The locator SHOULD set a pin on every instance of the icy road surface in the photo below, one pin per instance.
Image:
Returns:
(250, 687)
...
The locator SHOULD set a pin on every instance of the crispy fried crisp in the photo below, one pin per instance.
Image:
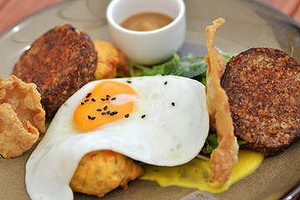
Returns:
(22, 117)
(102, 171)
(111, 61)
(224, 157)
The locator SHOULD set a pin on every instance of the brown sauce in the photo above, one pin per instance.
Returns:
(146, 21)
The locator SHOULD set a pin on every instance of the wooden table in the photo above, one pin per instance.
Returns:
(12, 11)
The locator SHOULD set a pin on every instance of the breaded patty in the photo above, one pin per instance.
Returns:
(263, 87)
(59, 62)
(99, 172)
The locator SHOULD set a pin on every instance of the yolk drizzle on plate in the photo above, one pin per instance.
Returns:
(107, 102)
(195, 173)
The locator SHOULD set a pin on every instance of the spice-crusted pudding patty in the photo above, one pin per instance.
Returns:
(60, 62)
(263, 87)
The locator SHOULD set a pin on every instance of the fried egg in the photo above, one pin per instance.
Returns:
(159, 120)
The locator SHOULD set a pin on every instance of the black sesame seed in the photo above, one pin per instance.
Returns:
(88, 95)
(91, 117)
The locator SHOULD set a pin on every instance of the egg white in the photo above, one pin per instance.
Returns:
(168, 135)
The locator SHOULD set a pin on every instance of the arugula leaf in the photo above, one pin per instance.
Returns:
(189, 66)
==
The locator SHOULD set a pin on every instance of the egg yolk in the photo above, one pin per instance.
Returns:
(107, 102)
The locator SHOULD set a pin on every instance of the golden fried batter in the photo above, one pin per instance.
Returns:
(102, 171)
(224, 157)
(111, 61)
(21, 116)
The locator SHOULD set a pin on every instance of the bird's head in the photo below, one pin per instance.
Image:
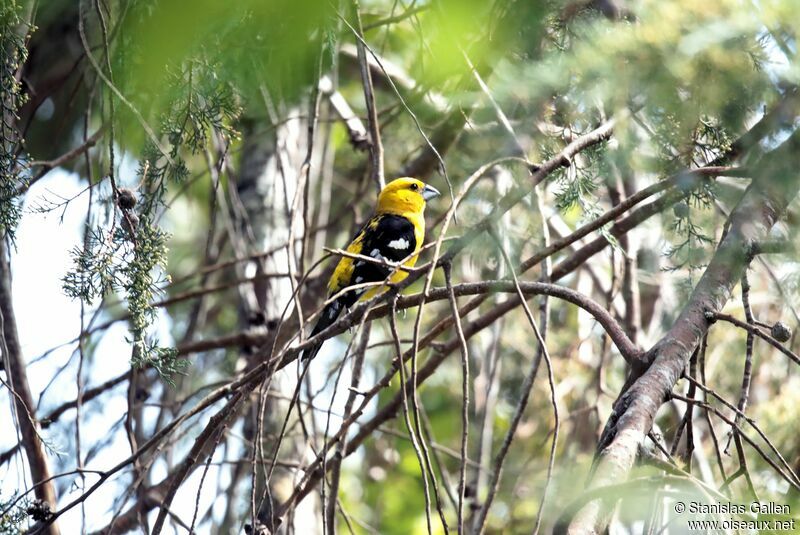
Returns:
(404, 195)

» **WHAT TO DO**
Search the records for the word "above". Copy each line where it appears.

» **ANSWER BOX**
The locator SHOULD set a pin on every instance of the brown sauce in the photo above, one pin per instance.
The locator SHOULD set a pin on every instance of the wooden table in the photo above, one pin per instance.
The locator SHOULD set a pin on every instance of the breaded patty in the photo above, one pin per instance.
The locator SHOULD set a pin on every instance of the yolk drizzle on plate in the photo above, one pin per instance.
The locator SHOULD set a pin on every instance of the spice-crusted pudding patty in the photo above, one pin per instance.
The locator SHOULD set a pin on every instance of the fried egg in the photo above, one pin per instance.
The locator SHOULD set a pin on every instance of the black sesame seed in the photo above, one pin per instance.
The locator SHOULD set a pin on every instance of the egg white in the photo above, one pin per instance.
The locator SHOULD set a pin on every instance of the arugula leaf in the photo above, one pin per instance.
The locator SHOULD set a pin on every instance of the egg yolk in the photo above, one pin per instance.
The locator SHOULD set a pin on every instance of the golden fried batter in the photo above, one pin per instance.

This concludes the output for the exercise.